(TEXT PASSAGE begins)

The collective societal gasp at CCTV images of the Health Secretary and his paramour was quite understandable. There for all the world to see, was Matt Hancock engaged in behaviour that he had criminalised for the rest of the country. Hands, Face, Space? His hands were certainly out of place, as indeed was his face, and as for space—there was just no daylight between where the two stood on the matter, to put it politely.
Cries of hypocrisy were heard on every radio station and echoed on every television broadcast. Internet comment abounded. The daily newspapers were having a field day. Copy flowed freely with clear enough photos to provide sufficient proof even before the MP’s admission the story was true. One place where there wasn’t much public criticism was from within Number 10 and the political class. Maybe the story was just too close to the bone for some in office. For once, the maxim about people in glass houses not throwing stones was taken to heart.
Was Hancock’s behaviour hypocritical? Without any question. Was it a surprise? Again, without question, no. It has happened too many times to raise much surprise. The bigger question is this: was the conduct of Secretary of State for Health & Social Care morally wrong, or dare we be so culturally insensitive as to say, sinful?
In May 2020, Mr Hancock roundly criticised SAGE Advisor, Professor Neil Ferguson for breaking rules by travelling to be with his married girlfriend and said when he resigned, he had done the right thing. Ferguson, like Hancock had also been intimately involved in making the rules he decided were not personally applicable and then had so intimately broken.
Most surprising were the public comments on the affair du jour by the Bishop of Manchester, the Rt Revd David Walker. Interviewed on GBNews on Sunday, 27 June, he gave his opinion.
“I’m actually feeling quite sorry for Mr Hancock this morning – a middle aged man, struggling a little in his job, he has a fling in the workplace – it’s hardly that controversial at that level is it? And I think…had he not been the health secretary then maybe the matter should have been left entirely private – something for the families to sort out between themselves”.
The bishop continued, “I think I’m more worried about the fact that he failed to keep the social distancing than I am about the fact that here is a middle-aged bloke having a bit of a fling”.

(TEXT PASSAGE ends)
(EXERCISE DATA begins)

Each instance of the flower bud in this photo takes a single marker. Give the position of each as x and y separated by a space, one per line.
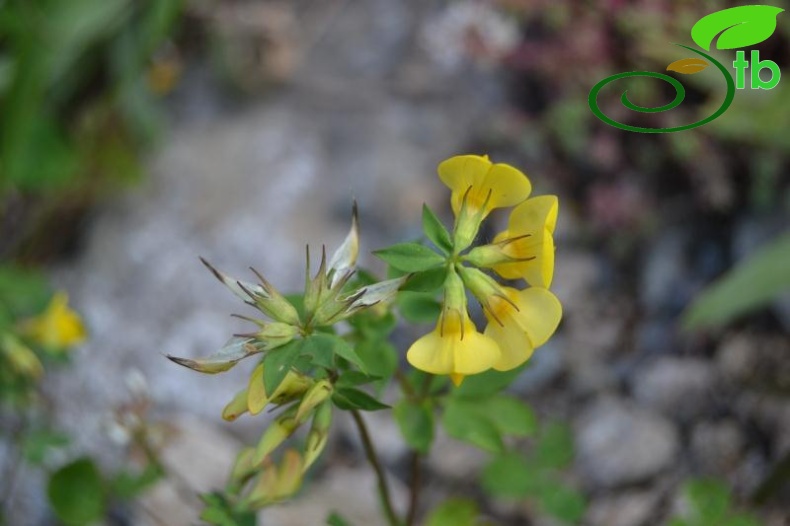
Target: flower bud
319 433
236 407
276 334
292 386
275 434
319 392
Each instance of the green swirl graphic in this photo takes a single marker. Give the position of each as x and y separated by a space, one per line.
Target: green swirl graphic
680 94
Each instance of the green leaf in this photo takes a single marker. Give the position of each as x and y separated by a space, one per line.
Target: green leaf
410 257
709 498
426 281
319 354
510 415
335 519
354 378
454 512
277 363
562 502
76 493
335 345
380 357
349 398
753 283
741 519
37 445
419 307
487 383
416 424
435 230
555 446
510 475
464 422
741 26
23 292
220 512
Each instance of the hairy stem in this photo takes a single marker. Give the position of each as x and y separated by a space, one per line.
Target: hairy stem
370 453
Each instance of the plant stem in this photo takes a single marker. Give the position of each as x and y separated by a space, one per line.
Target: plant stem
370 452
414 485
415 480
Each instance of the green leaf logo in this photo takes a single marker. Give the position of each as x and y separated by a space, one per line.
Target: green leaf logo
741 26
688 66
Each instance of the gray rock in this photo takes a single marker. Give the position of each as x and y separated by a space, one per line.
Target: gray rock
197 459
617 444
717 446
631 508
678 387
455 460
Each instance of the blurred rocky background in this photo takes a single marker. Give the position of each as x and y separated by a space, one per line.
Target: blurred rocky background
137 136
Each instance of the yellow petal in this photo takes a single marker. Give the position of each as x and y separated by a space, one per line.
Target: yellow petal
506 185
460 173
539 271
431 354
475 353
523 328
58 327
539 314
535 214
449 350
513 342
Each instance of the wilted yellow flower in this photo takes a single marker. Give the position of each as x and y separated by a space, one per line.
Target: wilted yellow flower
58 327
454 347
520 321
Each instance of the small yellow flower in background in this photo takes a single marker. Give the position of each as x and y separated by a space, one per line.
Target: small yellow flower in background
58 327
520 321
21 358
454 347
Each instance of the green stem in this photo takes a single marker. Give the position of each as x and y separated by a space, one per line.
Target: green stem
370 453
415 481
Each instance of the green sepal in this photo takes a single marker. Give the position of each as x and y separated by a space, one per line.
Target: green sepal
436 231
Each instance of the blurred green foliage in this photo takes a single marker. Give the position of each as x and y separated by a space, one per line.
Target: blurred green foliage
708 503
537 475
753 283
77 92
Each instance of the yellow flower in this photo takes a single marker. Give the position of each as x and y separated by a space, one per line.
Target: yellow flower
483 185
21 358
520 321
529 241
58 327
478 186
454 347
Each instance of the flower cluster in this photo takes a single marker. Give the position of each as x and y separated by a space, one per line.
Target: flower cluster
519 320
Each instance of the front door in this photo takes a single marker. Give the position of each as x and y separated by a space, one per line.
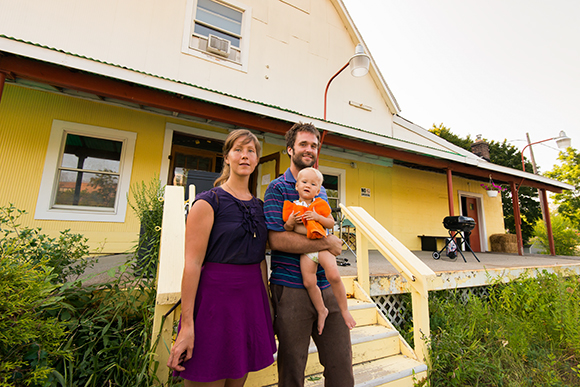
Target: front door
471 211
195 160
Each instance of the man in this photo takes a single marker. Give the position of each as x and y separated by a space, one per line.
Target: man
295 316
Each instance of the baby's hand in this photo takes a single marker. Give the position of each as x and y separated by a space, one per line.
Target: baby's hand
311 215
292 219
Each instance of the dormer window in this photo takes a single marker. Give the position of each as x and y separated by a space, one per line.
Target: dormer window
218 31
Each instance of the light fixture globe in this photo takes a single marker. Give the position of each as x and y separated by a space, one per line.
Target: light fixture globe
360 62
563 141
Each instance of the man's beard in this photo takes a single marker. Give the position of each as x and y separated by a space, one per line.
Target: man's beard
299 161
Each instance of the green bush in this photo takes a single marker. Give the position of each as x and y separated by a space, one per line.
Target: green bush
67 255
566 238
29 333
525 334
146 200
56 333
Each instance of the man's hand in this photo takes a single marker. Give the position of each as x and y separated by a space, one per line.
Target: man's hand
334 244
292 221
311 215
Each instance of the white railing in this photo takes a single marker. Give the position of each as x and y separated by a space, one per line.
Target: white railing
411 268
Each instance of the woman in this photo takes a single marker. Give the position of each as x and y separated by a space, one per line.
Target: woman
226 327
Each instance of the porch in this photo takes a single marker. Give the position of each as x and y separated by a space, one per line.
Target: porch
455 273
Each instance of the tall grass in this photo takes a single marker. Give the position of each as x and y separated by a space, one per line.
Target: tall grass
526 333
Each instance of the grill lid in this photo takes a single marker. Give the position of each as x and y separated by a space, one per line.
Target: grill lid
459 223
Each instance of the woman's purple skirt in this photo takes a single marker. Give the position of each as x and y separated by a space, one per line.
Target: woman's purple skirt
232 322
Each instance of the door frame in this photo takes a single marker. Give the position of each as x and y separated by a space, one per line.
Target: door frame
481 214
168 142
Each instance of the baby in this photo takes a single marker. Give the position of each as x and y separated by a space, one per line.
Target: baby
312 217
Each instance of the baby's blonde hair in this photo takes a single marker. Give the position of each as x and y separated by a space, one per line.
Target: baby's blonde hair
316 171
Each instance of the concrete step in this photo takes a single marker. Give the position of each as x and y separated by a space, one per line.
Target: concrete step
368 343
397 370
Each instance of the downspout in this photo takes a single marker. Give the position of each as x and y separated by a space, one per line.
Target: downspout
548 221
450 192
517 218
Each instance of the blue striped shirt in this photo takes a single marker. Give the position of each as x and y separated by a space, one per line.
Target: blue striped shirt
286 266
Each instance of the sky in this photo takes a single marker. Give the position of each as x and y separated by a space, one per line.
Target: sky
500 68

(EXERCISE DATA ends)
(EXERCISE DATA begins)

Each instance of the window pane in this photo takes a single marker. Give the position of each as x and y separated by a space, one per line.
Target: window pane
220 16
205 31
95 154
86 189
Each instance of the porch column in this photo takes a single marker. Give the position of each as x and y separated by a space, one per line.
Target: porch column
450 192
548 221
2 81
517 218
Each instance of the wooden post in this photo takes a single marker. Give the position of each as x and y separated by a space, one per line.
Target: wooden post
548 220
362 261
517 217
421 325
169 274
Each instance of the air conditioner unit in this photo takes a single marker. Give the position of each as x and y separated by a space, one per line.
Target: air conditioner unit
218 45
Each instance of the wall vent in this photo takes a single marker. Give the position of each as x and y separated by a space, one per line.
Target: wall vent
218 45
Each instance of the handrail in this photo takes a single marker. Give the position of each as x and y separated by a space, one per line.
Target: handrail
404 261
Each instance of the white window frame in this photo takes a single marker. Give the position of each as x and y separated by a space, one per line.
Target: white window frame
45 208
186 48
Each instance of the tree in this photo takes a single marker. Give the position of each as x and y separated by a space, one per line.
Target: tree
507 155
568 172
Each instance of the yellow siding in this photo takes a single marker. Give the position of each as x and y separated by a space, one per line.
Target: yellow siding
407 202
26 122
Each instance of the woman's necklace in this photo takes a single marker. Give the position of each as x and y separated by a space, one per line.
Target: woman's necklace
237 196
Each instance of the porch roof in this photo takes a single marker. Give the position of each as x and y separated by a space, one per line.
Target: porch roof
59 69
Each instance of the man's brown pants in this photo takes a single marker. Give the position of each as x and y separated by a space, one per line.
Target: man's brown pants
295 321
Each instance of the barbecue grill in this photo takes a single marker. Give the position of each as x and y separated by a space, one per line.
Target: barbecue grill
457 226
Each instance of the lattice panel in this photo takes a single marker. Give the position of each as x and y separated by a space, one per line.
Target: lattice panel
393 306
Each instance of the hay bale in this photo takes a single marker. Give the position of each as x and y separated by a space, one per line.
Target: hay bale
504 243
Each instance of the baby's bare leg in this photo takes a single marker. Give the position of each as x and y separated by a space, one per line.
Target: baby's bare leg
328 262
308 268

(EXERCISE DATA ends)

◆ TO DO
[1] Print the part of the Matt Hancock commentary starting at "Most surprising were" and ending at "gave his opinion.", copying it word for word.
[2] Proceed with the commentary on Matt Hancock's affair, picking up after its final sentence.

◆ RESPONSES TO THE TASKS
[1]
Most surprising were the public comments on the affair du jour by the Bishop of Manchester, the Rt Revd David Walker. Interviewed on GBNews on Sunday, 27 June, he gave his opinion.

[2]
For Christians, Walker’s description of Hancock’s sin as ‘a bit of a fling’ probably brought more of a gasp than the photos of Hancock and his mistress elicited from the general populace. The bishop’s response is emblematic of many problems faced by the Church of England. The Church has a clearly defined set of divinely revealed theological doctrines that it expects its clergy to believe, teach, and confess. The teaching on marriage is expressed particularly in the Articles, the canons and the wedding service—Adultery isn’t a fling. Adultery isn’t a distraction. Adultery is clearly contrary to God’s Word. Adultery is a sin.
Leaving aside Bishop’s Walker’s failure to represent the teaching of the Christian faith and of his Church, there is also a pastoral failure. While much of society decries Hancock’s hypocrisy in providing himself with a convenient exemption to the rules he has mandated for everyone, there are those who feel more deeply and personally his hypocrisy and untrustworthiness, Mrs Hancock and her three children—as well as Mr Tress and his three.
Where is the pastoral sensitivity towards those wronged, in a bishop describing such devastating betrayal as ‘a bit of a fling’? Where do we find episcopal care expressed in words that are so casually dismissive of the marriage promises? What is distinctively Christian about a bishop echoing society’s obsession with Covid rules being broken but not wedding vows? We should pray for the families caught up in this tragic and sorry human mess behind the headlines! We hope that those facing the bitterness of betrayal will find better pastoral counsel than that offered by the ‘Mancunian episcopate’ via the broadcast media.